Render every line of the rows below as a two-column Markdown table, with the line number under "No." and the line under "Line", and leave out blank lines.

___ MATERIAL FOR THIS EXERCISE ___

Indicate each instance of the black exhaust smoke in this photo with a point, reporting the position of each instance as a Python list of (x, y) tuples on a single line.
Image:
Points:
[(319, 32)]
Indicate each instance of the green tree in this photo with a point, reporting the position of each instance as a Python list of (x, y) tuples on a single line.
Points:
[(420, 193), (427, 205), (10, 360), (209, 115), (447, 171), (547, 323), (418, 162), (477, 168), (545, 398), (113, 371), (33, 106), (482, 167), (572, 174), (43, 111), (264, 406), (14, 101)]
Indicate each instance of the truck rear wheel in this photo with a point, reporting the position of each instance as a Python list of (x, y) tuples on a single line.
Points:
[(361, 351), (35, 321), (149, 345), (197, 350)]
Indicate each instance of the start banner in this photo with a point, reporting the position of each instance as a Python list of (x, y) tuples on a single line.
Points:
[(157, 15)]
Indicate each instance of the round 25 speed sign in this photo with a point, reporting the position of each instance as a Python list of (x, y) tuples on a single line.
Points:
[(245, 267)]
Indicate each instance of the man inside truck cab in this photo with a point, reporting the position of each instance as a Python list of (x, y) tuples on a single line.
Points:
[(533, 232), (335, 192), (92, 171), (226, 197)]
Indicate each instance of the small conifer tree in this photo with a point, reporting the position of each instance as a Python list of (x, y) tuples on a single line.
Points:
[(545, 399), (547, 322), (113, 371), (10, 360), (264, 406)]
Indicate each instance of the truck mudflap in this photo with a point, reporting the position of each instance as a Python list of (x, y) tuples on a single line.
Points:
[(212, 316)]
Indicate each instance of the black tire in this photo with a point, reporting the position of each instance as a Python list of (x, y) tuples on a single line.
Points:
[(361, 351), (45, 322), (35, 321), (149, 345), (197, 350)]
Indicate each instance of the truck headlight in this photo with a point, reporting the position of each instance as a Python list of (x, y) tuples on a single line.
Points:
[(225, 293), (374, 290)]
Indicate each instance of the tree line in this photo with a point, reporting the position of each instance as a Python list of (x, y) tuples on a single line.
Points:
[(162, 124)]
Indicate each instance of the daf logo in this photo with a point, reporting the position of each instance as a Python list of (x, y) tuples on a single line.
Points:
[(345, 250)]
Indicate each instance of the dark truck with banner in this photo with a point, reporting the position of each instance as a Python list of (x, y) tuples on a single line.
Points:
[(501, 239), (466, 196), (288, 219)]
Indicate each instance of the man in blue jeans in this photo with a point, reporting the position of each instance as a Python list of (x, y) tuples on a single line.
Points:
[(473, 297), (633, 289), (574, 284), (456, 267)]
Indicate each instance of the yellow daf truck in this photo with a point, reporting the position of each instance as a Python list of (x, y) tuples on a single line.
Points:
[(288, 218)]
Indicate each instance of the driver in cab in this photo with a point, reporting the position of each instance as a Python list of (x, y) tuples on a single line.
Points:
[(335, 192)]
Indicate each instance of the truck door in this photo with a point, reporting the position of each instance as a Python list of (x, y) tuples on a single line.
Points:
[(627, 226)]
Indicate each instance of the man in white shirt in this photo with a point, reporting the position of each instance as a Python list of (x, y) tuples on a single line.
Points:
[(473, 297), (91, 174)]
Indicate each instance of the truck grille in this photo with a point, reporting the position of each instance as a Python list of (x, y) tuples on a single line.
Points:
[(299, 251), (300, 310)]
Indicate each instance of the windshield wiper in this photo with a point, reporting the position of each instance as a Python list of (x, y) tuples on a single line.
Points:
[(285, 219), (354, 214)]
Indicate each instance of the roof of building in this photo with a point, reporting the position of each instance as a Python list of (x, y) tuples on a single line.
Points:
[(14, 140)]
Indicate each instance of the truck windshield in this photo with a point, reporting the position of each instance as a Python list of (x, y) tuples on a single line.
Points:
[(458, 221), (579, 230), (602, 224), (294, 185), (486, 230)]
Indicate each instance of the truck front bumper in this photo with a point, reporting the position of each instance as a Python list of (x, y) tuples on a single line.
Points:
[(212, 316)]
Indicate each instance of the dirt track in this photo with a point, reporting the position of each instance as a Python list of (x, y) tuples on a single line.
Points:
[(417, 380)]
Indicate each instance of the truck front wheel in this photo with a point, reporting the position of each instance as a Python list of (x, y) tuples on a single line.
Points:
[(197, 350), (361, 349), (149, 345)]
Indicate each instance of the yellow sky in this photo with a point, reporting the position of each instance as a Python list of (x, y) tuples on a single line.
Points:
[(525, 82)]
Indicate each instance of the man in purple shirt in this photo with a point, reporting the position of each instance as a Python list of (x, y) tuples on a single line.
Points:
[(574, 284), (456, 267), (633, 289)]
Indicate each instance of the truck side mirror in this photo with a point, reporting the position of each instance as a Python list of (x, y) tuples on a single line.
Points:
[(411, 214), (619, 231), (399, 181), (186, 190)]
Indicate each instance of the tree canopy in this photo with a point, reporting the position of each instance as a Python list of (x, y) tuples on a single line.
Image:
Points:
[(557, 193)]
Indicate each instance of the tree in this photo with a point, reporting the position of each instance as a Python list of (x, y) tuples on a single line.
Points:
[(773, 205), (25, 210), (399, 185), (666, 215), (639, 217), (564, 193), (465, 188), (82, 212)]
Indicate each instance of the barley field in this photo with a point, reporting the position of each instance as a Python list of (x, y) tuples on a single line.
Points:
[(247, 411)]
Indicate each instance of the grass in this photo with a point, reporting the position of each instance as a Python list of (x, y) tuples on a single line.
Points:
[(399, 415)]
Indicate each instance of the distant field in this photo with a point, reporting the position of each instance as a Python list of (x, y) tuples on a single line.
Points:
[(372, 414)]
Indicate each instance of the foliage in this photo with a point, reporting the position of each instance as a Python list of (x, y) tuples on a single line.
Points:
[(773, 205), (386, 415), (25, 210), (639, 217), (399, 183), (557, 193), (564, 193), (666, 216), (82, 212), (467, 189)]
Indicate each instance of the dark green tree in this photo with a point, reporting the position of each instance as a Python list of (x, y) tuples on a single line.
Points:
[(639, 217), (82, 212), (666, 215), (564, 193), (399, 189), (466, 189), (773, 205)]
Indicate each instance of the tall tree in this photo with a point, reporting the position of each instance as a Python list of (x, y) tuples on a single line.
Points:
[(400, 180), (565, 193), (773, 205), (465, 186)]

___

**SOLUTION TO THE EXERCISE**
| No. | Line |
|---|---|
| 1 | Indicate each instance of the black exhaust smoke in this photo with a point, reporting the position of each instance as a Python list of (x, y) tuples on a single line. |
| 2 | Image: |
| 3 | Points: |
| 4 | [(319, 32)] |
| 5 | Indicate each instance of the green tree in this photo with a point, reporting the position of each instance as a Python list of (x, y) tuples on a single line. |
| 6 | Points: |
| 7 | [(420, 193), (427, 205), (10, 360), (209, 115), (447, 171), (547, 323), (418, 162), (477, 168), (545, 398), (113, 371), (33, 106), (482, 167), (572, 174), (43, 111), (264, 406), (14, 101)] |
| 8 | Indicate each instance of the truck rear wheel in this photo with a point, reporting the position of each instance as a Python list of (x, y) tuples on a single line. |
| 9 | Points: |
| 10 | [(361, 351), (35, 321), (149, 345), (197, 350)] |
| 11 | Indicate each instance of the start banner in this photo with a point, reporting the position of each instance as a Python list of (x, y) tuples on a single line. |
| 12 | Points: |
| 13 | [(157, 15)] |
| 14 | Indicate each instance of the round 25 speed sign in this photo with a point, reporting the position of each instance as a Python list of (x, y) tuples on a single line. |
| 15 | Points: |
| 16 | [(245, 267)] |
| 17 | Indicate each instance of the man inside truck cab in this photo with a point, reporting the position of each instance as a Python list of (x, y) tuples on a single line. |
| 18 | Points: |
| 19 | [(533, 232), (335, 192), (92, 171), (226, 197)] |
| 20 | Indicate each instance of the small conifer tree in this photo with a point, reporting the position of each instance as a Python list of (x, y) tuples on a single line. |
| 21 | Points: |
| 22 | [(545, 399), (547, 322), (113, 371), (10, 360), (264, 406)] |
| 23 | Indicate each instance of the truck mudflap in this photo with a point, reporting the position of each instance as a Python list of (x, y) tuples on a single line. |
| 24 | Points: |
| 25 | [(212, 316)] |
| 26 | Indicate each instance of the black tire in this photo with a point, reporting the position of each instance as a Python list of (x, y) tuples on a single line. |
| 27 | Points: |
| 28 | [(361, 351), (45, 322), (35, 321), (149, 345), (197, 350)] |
| 29 | Indicate each instance of the truck headlight in this photo with a point, reporting the position of each instance as a Python list of (x, y) tuples on a single line. |
| 30 | Points: |
| 31 | [(225, 293), (374, 290)] |
| 32 | Indicate each instance of the tree line in this photo with a point, reporting the position of each instance as a Python list of (x, y) tuples on a single line. |
| 33 | Points: |
| 34 | [(162, 124)] |
| 35 | Indicate each instance of the daf logo in this photo with a point, reporting the position of each instance as a Python list of (x, y) tuples on a single line. |
| 36 | Points: |
| 37 | [(345, 250)] |
| 38 | Indicate each instance of the dark truck with banner in this photo with a point, reporting the position of each instance as a Python list of (x, y) tuples on a single line. |
| 39 | Points: |
| 40 | [(501, 239), (466, 196), (288, 219)] |
| 41 | Indicate each instance of the man in blue jeans in this photo with a point, reporting the position of each instance as a Python list of (x, y) tuples on a single line. |
| 42 | Points: |
| 43 | [(473, 297), (633, 289), (574, 284), (456, 267)] |
| 44 | Indicate each instance of the yellow daf truck in this photo with a point, reporting the position of each instance as a Python list of (x, y) tuples on a single line. |
| 45 | Points: |
| 46 | [(288, 218)] |
| 47 | Indicate each instance of the driver in cab in this photo with a point, reporting the position of each instance as a Python list of (x, y) tuples on a single line. |
| 48 | Points: |
| 49 | [(335, 192)] |
| 50 | Indicate each instance of the truck door in this photo with a point, reporting the position of each instance as a Python list of (x, y) tuples on a single line. |
| 51 | Points: |
| 52 | [(627, 226)] |
| 53 | Indicate each instance of the man in white shirt in this photo with a point, reporting the position of each instance as a Python list of (x, y) tuples on a single line. |
| 54 | Points: |
| 55 | [(473, 297), (91, 174)] |
| 56 | Indicate each instance of the truck grille in this photo with a point, reporting the position of each instance as a Python list of (x, y) tuples on a single line. |
| 57 | Points: |
| 58 | [(299, 251), (300, 310)] |
| 59 | Indicate each instance of the windshield wiper in this photo with a point, reporting the position of each instance as a Python list of (x, y) tuples on a single line. |
| 60 | Points: |
| 61 | [(285, 219), (354, 214)] |
| 62 | Indicate each instance of the roof of building in this photo with a point, reporting the position of each instance as a Python list of (x, y) tuples on a single line. |
| 63 | Points: |
| 64 | [(14, 140)] |
| 65 | Indicate each instance of the truck windshield in this photo with a point, reporting the position of each instance as a Python list of (x, y) tuples on a single line. |
| 66 | Points: |
| 67 | [(458, 221), (579, 230), (602, 224), (294, 185), (486, 230)] |
| 68 | Indicate each instance of the truck front bumper in this photo with a point, reporting the position of each instance as a Python list of (x, y) tuples on a single line. |
| 69 | Points: |
| 70 | [(212, 316)] |
| 71 | Indicate each instance of the dirt track in this photo with a point, reporting the position of each instance as a Python list of (x, y) tuples on a single line. |
| 72 | Points: |
| 73 | [(417, 380)] |
| 74 | Indicate each instance of the truck front wheel in this photo with a point, reporting the position of each instance as a Python list of (x, y) tuples on a single line. |
| 75 | Points: |
| 76 | [(197, 350), (361, 349), (149, 345)] |
| 77 | Indicate each instance of the yellow sky in this photo with a point, reporting the position of each instance as a Python list of (x, y) tuples on a single line. |
| 78 | Points: |
| 79 | [(525, 82)] |
| 80 | Indicate each instance of the man in purple shirt in this photo with a point, reporting the position of each instance as a Python list of (x, y) tuples on a single line. |
| 81 | Points: |
| 82 | [(574, 284), (456, 267), (633, 289)] |
| 83 | Indicate each instance of the truck side mirror in this photo with a point, reporting the position of each instance as a Python list of (x, y) tuples on a single line. |
| 84 | Points: |
| 85 | [(411, 214), (619, 231), (399, 181), (186, 190)] |
| 86 | Indicate each instance of the tree canopy in this photo with a point, reporting the position of each instance as a Python list of (x, y) tuples on a single line. |
| 87 | Image: |
| 88 | Points: |
| 89 | [(557, 193)] |
| 90 | Indicate each instance of the tree in this photo with a point, reporting the position of each instance as a Python list of (x, y) tuples on a single line. |
| 91 | Points: |
| 92 | [(773, 205), (25, 210), (399, 185), (666, 215), (639, 217), (564, 193), (465, 188), (82, 212)] |
| 93 | Indicate each instance of the barley field in this photo with a point, reporting the position of each instance as a Python list of (x, y) tuples on a single line. |
| 94 | Points: |
| 95 | [(247, 411)] |
| 96 | Indicate each instance of the grass in this photo with a point, reporting the position of each instance as a Python list of (x, y) tuples on a single line. |
| 97 | Points: |
| 98 | [(399, 415)] |
| 99 | Indicate each instance of the distant field in this photo with a point, reporting the position of each instance as a Python list of (x, y) tuples on a single line. |
| 100 | Points: |
| 101 | [(372, 414)] |
| 102 | Indicate each instance of the foliage in this photo with a point, reporting the position of each instance as a Python list of (x, y) tuples on a single line. |
| 103 | Points: |
| 104 | [(773, 205), (386, 415), (25, 210), (639, 217), (399, 183), (557, 193), (564, 193), (666, 216), (82, 212), (467, 189)] |
| 105 | Indicate each instance of the dark green tree in this photo with a point, reporting the position of each instance as a Python list of (x, y) tuples on a single line. |
| 106 | Points: |
| 107 | [(639, 217), (82, 212), (666, 215), (564, 193), (399, 189), (466, 189), (773, 205)] |
| 108 | Indicate each instance of the tall tree in this photo with a point, reporting the position of each instance as a Python list of (x, y) tuples on a single line. |
| 109 | Points: |
| 110 | [(400, 180), (565, 193), (773, 205), (465, 186)] |